● **WORK INSTRUCTION**
Transcribe, with complete accuracy, all of the entries below except for the pictures.

Referring expression data

---*---

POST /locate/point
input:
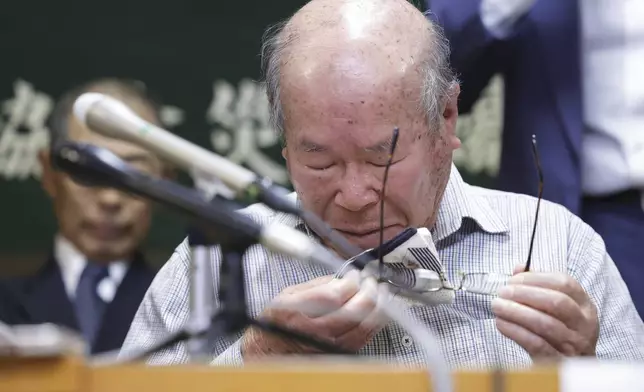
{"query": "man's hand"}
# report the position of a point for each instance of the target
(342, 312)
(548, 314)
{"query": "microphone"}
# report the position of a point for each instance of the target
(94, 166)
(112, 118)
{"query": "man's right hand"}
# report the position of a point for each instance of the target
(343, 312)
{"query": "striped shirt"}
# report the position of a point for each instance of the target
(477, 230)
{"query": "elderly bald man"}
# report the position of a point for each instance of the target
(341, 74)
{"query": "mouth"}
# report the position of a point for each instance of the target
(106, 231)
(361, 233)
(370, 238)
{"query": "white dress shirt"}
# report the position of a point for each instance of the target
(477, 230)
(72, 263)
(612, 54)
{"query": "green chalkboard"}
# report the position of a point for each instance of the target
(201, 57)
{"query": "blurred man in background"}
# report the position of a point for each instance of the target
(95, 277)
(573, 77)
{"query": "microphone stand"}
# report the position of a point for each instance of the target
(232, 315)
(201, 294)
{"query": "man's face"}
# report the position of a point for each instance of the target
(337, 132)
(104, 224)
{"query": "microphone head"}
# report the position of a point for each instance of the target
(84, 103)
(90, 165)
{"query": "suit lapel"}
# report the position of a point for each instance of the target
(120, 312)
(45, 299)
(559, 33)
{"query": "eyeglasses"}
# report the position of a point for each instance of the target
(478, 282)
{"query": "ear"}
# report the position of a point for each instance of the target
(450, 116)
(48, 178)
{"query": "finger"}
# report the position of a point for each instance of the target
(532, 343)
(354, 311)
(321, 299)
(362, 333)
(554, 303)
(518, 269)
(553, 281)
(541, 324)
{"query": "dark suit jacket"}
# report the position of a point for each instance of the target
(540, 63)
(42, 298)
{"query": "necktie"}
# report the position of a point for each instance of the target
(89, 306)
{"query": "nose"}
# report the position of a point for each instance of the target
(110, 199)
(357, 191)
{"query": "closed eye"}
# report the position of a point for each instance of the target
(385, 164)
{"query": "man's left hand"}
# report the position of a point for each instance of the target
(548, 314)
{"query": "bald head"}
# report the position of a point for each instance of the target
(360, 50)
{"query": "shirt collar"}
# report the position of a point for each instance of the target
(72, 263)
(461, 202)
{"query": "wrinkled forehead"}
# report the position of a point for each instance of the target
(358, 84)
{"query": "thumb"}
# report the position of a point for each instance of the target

---*---

● **RESULT FOR THIS TASK**
POST /locate/point
input:
{"query": "man's hand"}
# report the position of a point for each instance of the target
(342, 312)
(548, 314)
{"query": "microphone"}
# report the position of a point for each instance of the target
(94, 166)
(112, 118)
{"query": "man's right hand"}
# report the position of a point for each instance of the target
(343, 312)
{"query": "striped shirt"}
# report the position of a point for each instance of the target
(477, 230)
{"query": "elderly bald man"}
# report the position of a point for each instance of the target
(341, 74)
{"query": "mouth"}
# report the position of a point for each instance of the target
(106, 231)
(361, 233)
(370, 238)
{"query": "white dress shirt"}
# report the position of a point for each instance of the target
(477, 230)
(72, 263)
(612, 54)
{"query": "green chalkboard"}
# report the position of a point for each instance of the target
(201, 57)
{"query": "blurred man in background"}
# report the position of a point for each instance of the target
(95, 277)
(573, 77)
{"query": "microphone stand"}
# report the position of a point for each instance of the target
(232, 315)
(201, 294)
{"query": "man's face"}
# report the position of a point for each instance of the target
(337, 132)
(104, 224)
{"query": "microphone head"}
# report the position of a point for each instance of the target
(84, 103)
(90, 165)
{"query": "suit lapel"}
# report the position of a point for each instance of the target
(120, 312)
(45, 299)
(559, 33)
{"query": "eyeglasses"}
# report the position of a point for each instance of the target
(478, 282)
{"query": "ear"}
# report the position of a point for each instance of the target
(450, 116)
(48, 178)
{"query": "finger"}
# report the position of a point for each instance of the target
(532, 343)
(354, 311)
(321, 299)
(362, 333)
(554, 303)
(518, 269)
(553, 281)
(541, 324)
{"query": "dark suit jacket"}
# report the position of a point for each instance of the target
(540, 63)
(42, 298)
{"query": "necktie"}
# report the position of a point for each instance of the target
(89, 306)
{"query": "nose"}
# report the position of a point for each instance of the target
(110, 199)
(357, 191)
{"query": "closed eye"}
# report the position of a point for each instance of the target
(385, 164)
{"query": "man's left hand"}
# report the position of a point for each instance of the target
(548, 314)
{"query": "bald head"}
# report the position of a point for each instance of the target
(360, 50)
{"query": "shirt collar"}
# report the position of a point for each instance of the target
(72, 263)
(461, 202)
{"query": "wrinkled forehead"}
# report the position of a point for each instance of the target
(358, 84)
{"query": "thumb"}
# report the position of a point for each instance of the target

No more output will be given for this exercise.